Position identification records:
++++

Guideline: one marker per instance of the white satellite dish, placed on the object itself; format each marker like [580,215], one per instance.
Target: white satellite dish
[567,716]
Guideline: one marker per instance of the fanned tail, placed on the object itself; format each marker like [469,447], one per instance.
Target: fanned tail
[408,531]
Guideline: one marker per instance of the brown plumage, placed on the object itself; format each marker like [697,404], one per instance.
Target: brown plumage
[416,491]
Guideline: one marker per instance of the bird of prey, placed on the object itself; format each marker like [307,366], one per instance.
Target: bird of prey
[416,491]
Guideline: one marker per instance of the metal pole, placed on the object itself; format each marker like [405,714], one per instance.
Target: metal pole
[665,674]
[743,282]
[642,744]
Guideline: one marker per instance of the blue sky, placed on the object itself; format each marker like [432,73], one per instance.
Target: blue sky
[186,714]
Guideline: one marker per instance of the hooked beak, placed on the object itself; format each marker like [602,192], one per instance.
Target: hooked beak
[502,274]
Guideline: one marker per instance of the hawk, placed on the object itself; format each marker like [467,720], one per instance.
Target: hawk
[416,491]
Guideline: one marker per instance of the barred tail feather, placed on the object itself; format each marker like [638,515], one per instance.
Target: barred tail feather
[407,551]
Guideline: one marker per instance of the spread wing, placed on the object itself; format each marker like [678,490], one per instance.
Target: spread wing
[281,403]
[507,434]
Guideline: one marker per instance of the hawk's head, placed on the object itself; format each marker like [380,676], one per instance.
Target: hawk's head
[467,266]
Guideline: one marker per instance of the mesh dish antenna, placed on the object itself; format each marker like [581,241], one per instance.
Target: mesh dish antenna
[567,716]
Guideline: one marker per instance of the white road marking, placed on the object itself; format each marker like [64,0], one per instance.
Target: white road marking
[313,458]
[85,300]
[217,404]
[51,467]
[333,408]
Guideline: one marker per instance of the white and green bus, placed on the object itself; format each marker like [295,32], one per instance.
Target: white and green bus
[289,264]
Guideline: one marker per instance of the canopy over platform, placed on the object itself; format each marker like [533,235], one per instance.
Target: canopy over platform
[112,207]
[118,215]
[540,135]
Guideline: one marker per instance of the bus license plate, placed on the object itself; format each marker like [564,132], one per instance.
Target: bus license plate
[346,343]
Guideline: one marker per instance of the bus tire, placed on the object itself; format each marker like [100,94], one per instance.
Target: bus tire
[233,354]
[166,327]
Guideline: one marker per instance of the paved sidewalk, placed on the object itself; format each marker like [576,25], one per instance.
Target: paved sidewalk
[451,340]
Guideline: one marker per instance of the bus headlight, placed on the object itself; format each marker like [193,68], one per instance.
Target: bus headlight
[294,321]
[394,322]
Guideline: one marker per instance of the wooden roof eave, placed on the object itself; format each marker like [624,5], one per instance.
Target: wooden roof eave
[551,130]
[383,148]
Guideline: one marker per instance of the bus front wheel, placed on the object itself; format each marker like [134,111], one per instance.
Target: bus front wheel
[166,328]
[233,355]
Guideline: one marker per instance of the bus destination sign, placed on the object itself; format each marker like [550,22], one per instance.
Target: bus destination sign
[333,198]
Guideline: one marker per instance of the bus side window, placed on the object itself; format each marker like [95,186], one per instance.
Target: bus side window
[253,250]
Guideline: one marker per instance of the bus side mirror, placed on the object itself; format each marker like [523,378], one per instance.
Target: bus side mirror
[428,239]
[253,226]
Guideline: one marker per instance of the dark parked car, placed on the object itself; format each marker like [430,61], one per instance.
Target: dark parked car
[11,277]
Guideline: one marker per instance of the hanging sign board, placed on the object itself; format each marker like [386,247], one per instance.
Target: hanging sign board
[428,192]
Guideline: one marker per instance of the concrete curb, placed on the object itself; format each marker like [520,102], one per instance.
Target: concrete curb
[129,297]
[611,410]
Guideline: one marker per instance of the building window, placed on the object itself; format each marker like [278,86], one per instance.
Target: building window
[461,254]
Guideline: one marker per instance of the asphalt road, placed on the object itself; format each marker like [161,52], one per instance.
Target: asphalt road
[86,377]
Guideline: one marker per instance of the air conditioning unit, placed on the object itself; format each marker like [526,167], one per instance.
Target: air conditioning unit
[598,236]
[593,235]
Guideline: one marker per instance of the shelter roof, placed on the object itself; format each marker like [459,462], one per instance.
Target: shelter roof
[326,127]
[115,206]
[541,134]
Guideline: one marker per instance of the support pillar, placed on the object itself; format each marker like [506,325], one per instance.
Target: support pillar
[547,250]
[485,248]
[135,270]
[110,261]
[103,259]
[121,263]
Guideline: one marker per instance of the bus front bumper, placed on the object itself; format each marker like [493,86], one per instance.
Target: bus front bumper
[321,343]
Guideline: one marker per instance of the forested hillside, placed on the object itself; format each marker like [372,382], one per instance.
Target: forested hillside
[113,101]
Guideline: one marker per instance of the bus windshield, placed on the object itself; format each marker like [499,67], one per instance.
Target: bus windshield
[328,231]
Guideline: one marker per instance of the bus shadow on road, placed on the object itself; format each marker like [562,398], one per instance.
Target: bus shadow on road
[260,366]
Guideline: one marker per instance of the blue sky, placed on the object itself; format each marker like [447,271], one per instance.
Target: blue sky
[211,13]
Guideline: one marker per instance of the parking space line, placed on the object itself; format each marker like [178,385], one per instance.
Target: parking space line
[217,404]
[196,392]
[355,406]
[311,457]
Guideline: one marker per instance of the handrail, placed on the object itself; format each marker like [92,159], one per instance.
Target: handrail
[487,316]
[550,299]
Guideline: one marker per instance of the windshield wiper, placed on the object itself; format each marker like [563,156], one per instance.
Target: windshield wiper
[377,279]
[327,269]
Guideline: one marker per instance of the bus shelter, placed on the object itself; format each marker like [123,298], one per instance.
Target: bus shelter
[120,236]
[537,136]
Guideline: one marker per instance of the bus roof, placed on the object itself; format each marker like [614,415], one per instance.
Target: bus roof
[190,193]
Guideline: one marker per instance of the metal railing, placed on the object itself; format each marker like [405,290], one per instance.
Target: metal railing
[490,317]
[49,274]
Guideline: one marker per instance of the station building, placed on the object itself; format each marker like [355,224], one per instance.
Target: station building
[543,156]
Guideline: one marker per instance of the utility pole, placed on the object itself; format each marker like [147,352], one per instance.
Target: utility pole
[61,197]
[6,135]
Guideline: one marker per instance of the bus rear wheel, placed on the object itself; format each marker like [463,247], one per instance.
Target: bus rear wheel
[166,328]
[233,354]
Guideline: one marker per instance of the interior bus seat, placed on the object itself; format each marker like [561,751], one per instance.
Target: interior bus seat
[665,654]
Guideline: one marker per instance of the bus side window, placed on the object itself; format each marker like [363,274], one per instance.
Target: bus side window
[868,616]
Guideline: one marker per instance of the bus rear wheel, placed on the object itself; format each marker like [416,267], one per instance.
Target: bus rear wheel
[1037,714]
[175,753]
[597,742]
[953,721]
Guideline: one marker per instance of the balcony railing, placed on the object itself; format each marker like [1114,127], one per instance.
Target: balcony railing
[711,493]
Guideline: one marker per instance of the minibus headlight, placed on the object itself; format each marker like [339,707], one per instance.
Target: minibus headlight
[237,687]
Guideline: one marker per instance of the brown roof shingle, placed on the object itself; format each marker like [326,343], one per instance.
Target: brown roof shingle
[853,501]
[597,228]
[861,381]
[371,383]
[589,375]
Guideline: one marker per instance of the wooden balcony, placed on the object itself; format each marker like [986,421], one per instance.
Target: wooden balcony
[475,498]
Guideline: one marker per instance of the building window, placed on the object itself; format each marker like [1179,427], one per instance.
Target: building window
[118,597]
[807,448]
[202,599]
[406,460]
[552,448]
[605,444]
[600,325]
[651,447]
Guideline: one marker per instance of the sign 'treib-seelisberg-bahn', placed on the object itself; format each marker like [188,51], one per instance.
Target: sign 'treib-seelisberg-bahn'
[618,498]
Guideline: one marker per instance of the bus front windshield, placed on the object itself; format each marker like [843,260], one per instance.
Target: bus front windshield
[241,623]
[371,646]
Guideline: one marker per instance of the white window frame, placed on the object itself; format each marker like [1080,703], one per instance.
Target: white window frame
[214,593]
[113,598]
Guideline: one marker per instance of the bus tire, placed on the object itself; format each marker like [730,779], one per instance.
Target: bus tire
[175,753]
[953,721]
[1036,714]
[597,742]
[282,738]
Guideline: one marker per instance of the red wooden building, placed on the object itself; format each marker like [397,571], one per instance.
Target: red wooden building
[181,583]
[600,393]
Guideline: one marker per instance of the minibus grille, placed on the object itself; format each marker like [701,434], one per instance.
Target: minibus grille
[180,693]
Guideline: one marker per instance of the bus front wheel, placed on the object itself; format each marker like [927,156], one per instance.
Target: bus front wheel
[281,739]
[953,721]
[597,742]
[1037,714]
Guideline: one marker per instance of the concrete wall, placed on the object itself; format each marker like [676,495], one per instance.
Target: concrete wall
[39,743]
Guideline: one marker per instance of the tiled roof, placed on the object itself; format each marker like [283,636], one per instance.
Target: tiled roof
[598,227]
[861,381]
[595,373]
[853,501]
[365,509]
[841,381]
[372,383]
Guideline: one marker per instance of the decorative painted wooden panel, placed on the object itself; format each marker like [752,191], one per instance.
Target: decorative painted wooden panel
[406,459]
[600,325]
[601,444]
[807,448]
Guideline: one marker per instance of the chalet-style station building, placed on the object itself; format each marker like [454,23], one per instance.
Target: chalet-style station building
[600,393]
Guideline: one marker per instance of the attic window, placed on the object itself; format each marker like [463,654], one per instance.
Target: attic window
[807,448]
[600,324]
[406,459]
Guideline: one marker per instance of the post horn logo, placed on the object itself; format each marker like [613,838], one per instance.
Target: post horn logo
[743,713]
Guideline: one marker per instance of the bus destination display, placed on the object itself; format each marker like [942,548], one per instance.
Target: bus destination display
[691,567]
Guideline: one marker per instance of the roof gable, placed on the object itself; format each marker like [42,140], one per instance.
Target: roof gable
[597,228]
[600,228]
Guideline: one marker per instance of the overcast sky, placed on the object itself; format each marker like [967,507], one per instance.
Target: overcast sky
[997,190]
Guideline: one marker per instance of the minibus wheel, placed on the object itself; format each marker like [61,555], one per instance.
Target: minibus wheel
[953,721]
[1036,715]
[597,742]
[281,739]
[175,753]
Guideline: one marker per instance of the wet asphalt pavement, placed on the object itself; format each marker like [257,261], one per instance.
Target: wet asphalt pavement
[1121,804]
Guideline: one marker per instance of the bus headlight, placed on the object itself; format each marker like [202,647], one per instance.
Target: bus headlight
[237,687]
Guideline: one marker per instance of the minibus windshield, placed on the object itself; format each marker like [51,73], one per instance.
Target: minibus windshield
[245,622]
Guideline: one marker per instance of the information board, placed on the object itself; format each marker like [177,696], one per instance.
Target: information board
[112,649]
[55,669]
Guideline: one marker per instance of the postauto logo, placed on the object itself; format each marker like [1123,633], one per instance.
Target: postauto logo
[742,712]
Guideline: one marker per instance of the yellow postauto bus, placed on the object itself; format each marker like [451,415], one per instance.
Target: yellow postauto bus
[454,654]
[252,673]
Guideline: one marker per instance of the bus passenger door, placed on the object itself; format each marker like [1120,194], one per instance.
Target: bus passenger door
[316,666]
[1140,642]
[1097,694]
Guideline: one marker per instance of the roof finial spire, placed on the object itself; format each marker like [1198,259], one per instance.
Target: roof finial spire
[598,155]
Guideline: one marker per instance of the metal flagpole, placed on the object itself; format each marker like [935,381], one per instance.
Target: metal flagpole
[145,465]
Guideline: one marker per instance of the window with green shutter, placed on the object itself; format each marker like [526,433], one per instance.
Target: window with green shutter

++++

Return the line that contains "Guideline: one marker per instance of the information" and all lines after it, verbatim, and nothing else.

Completed exercise
Guideline: one marker per instance of the information board, placed on the object itself; format each marker like [177,696], one per instance.
Target: information board
[112,649]
[55,669]
Guideline: one marker per instance of the postauto logo, placed on the object itself; format each marker like [1123,633], one per instance.
Target: postauto logo
[742,712]
Guideline: one marker per instance of the yellow postauto bus, placed on the object itself; format each marker like [451,415], one per instance.
Target: yellow postauto bus
[454,654]
[252,673]
Guideline: one marker per instance of the bus passenger door, placed on the object itself; format each marker like [1120,194], one per instance.
Target: bus passenger door
[316,666]
[1140,642]
[1097,694]
Guideline: one marker per instance of the roof finial spire, placed on the object itself; format each marker like [1198,259], one per instance.
Target: roof finial spire
[598,155]
Guideline: one marker per instance of the metal flagpole, placed on the object itself; format each marker like [935,381], one per instance.
Target: metal flagpole
[145,465]
Guideline: one marker per instance of the window with green shutter, placed on the object itself; format each marker like [526,433], one per instance.
Target: window with green shutter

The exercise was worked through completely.